[start Excerpt]

# Quicky Log: Custom Reservoir



## CyberDruid (Mar 20, 2008)

This one is for a fellow modder's project: an external cooler in a pre-existing inclosure he is adapting to the purpose.

It's surface mounted over and opening behind a smoked acrylic door.

I worked from a sketchup he sent me.















In the next post I will detail how I got to that point.


----------



## CyberDruid (Mar 20, 2008)

Parts cut to size.





Something like that.





Plans call for a fan controller...so I have to modify this one by trimming the PCB.









That's the basic idea...I used acrylic specific drill bits to make a snug fit for the LEDs.





I taped off the back of the reservoir panel and sketched my signature glyph: the spiral-bolt. I've been using this symbol for decades. After cutting it out with a razor I etched it in the blast cabinet.





The blues is the tape on the otherside...





Zap





I skipped a lot of the fiddly bits...drilling and tapping the ports, blocking the edges, sizing all the pieces yada yada. Here I am at final assembly.





Something as simple as a small box is actually pretty hard to do if you need it to be "perfect" and water-tight...

[end Excerpt]
[start Entries shown]

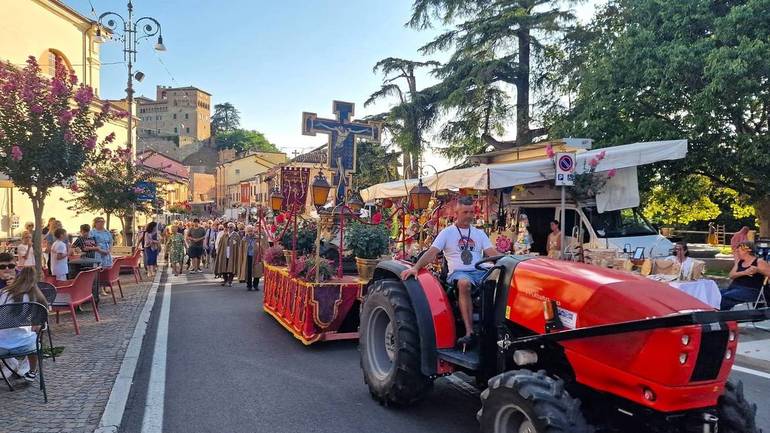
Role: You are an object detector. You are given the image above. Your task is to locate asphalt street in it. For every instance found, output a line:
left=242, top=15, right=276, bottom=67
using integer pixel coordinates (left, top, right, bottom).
left=120, top=274, right=770, bottom=433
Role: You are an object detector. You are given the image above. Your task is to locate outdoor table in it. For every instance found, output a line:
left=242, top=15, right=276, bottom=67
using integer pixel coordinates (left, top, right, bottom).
left=668, top=279, right=722, bottom=310
left=67, top=257, right=102, bottom=305
left=263, top=263, right=364, bottom=345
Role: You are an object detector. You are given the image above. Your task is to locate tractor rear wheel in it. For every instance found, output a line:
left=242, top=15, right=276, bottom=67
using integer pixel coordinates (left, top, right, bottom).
left=477, top=370, right=594, bottom=433
left=717, top=381, right=761, bottom=433
left=359, top=279, right=432, bottom=405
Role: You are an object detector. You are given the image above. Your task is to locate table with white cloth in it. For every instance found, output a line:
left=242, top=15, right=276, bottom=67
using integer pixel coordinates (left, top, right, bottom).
left=668, top=279, right=722, bottom=310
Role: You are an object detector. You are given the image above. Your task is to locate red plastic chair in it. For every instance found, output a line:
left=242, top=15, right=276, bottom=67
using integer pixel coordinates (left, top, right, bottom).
left=99, top=258, right=123, bottom=304
left=118, top=248, right=144, bottom=284
left=51, top=268, right=101, bottom=335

[end Entries shown]

Instructions to follow
Copy the part of the reservoir build log from "This one is" to "smoked acrylic door." word for word.

Answer to the task
This one is for a fellow modder's project: an external cooler in a pre-existing inclosure he is adapting to the purpose.

It's surface mounted over and opening behind a smoked acrylic door.